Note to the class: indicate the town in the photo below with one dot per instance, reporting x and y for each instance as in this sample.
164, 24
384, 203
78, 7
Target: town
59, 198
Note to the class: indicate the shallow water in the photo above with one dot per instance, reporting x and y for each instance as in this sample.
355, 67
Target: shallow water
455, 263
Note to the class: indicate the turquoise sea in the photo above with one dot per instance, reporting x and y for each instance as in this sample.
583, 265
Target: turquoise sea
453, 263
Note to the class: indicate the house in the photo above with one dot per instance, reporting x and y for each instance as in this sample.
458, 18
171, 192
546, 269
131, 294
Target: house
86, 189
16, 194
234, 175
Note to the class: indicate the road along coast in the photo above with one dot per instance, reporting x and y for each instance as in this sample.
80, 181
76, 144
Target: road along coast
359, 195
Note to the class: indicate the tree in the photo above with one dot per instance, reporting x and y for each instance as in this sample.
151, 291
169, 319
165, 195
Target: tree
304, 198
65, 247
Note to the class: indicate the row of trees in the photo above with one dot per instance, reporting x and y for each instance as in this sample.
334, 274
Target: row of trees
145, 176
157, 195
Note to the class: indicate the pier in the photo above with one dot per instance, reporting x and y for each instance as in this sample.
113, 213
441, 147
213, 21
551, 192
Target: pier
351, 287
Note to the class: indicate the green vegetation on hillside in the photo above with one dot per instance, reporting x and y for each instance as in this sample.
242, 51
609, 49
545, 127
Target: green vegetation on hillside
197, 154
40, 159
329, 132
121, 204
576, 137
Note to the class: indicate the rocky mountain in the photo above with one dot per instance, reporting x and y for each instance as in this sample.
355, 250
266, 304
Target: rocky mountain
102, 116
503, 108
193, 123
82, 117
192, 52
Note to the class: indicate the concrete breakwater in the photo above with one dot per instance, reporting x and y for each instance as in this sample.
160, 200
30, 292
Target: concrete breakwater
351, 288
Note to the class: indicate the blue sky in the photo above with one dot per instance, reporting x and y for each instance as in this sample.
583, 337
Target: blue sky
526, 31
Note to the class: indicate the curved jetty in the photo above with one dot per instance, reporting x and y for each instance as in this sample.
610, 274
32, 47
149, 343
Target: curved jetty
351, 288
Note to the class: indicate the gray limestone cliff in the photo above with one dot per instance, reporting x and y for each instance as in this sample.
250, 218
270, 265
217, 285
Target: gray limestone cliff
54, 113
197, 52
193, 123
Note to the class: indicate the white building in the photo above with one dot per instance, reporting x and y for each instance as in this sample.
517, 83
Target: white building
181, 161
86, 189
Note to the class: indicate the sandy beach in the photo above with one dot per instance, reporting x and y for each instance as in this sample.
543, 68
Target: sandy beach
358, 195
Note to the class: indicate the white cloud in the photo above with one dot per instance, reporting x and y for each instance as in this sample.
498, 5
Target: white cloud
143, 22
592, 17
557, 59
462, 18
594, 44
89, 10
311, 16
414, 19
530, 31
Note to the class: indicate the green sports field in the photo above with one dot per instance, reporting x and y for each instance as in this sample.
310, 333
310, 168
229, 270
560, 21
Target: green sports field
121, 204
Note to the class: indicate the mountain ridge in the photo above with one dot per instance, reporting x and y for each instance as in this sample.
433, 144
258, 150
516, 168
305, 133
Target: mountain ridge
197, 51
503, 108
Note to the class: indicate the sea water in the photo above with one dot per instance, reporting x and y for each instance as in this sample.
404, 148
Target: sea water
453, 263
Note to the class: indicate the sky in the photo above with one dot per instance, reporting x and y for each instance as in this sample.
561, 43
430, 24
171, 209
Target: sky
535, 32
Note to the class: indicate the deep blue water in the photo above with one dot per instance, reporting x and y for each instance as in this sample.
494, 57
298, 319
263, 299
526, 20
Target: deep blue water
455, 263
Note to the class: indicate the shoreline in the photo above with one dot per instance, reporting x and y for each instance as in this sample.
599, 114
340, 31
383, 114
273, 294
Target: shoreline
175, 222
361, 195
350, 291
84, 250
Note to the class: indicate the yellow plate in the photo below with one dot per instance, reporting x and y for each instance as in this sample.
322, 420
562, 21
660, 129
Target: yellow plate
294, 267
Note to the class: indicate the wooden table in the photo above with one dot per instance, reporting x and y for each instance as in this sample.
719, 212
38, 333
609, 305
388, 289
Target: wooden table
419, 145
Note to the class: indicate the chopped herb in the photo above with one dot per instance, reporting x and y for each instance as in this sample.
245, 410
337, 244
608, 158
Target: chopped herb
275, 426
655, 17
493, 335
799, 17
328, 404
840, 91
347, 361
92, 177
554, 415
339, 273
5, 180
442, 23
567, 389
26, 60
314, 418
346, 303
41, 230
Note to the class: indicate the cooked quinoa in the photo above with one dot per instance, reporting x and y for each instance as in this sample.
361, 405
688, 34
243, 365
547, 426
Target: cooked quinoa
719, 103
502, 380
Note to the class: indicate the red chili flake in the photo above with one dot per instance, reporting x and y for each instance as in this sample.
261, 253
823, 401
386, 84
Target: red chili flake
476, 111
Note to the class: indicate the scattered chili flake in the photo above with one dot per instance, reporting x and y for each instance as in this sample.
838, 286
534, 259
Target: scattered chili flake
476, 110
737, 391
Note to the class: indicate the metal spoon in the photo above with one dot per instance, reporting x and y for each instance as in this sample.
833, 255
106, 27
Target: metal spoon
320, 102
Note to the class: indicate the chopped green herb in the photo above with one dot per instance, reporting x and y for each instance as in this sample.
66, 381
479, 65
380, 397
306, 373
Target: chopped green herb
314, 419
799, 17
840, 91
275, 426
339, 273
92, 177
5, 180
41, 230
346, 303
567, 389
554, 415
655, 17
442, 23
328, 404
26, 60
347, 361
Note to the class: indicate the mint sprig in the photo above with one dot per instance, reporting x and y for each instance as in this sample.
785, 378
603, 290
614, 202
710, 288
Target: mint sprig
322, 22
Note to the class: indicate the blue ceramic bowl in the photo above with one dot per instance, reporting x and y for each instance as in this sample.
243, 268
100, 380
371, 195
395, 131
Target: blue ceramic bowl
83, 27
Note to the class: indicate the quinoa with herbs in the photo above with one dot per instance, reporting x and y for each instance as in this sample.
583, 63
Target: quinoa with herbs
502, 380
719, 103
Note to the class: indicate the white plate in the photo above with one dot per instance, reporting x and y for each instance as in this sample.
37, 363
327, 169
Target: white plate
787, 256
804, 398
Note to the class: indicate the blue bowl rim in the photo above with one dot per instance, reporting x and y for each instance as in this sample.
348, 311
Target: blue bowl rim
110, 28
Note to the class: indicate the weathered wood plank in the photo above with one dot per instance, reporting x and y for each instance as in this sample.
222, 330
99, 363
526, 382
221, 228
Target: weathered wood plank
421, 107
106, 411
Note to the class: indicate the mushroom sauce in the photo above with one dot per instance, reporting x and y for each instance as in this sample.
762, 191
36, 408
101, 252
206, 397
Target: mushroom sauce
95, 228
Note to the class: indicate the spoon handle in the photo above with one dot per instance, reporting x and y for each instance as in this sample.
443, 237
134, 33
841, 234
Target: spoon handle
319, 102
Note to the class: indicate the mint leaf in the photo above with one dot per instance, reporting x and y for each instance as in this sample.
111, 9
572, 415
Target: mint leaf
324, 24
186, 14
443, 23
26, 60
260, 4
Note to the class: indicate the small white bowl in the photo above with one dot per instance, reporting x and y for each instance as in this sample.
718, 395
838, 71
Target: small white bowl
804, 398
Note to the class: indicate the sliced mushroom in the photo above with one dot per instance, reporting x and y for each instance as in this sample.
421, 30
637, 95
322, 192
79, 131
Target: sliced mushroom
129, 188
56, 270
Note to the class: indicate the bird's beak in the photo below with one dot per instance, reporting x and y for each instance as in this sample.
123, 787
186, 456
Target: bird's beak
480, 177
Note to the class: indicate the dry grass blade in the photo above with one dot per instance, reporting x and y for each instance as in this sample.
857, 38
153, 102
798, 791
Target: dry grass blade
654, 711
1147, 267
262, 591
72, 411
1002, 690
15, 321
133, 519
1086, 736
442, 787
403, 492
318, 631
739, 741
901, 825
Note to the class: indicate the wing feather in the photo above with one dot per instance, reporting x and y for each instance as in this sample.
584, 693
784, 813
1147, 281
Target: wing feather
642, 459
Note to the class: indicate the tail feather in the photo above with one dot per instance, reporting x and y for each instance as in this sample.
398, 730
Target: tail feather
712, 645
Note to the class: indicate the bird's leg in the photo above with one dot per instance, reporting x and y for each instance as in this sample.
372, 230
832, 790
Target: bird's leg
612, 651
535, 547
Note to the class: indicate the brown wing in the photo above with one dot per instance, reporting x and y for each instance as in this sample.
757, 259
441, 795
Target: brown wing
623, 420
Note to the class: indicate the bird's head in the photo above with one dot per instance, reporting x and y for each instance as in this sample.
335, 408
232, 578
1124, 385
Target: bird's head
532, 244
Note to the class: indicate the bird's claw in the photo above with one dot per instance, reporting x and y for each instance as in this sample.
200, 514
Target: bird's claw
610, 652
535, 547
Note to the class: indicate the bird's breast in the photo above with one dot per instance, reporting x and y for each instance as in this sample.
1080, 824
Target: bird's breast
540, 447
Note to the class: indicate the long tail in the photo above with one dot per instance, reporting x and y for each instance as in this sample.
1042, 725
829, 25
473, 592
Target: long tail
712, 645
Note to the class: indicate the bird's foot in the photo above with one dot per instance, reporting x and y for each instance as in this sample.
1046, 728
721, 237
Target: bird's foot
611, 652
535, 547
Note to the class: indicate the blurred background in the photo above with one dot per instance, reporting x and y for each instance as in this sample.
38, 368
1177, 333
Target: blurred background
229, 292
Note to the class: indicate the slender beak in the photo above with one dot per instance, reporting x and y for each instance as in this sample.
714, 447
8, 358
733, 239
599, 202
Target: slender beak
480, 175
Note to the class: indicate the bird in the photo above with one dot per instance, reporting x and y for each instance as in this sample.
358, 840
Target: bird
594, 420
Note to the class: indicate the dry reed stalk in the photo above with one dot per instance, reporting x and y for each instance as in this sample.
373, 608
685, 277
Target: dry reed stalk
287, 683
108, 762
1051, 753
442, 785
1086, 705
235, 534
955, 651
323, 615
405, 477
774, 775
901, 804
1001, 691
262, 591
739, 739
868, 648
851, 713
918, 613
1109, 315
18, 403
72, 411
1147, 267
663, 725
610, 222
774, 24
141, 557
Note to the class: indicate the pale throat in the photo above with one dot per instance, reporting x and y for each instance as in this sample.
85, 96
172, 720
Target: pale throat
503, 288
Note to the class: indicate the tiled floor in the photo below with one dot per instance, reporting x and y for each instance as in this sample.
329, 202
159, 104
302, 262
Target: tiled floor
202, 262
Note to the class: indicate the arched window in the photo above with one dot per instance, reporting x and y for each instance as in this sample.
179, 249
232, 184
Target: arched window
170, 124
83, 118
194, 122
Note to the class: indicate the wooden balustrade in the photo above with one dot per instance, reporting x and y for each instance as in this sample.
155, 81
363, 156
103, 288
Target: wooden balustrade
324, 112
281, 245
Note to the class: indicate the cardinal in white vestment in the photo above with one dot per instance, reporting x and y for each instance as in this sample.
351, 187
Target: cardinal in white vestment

Given problem
Copy the rows from the line containing "Note to the class: indicate the tiled" through the end of the rows, substituting "wooden railing" for each occurrence of "wooden balustrade" and keeping everything else identical.

Response below
Note to the class: indicate the tiled floor in the photo below with one dot per instance, reporting x and y for each instance as in this sample.
329, 202
159, 104
302, 262
Target: tiled floor
202, 262
Note to the class: indicate the arched window in the photo above with one dot per instance, reporting x and y for each instance as in this sample.
179, 249
232, 184
Target: arched window
170, 124
83, 118
194, 122
Note to the class: indicate the wooden railing in the photo above with one dot per instance, reporting x and y for each instance as in this sample.
155, 81
363, 156
103, 288
Target: wooden railing
324, 112
281, 245
Note to the class: indicate the cardinal in white vestment in the photo above with one dot per instance, reporting x and y for each instance as in this sample.
351, 187
Target: cardinal in white vestment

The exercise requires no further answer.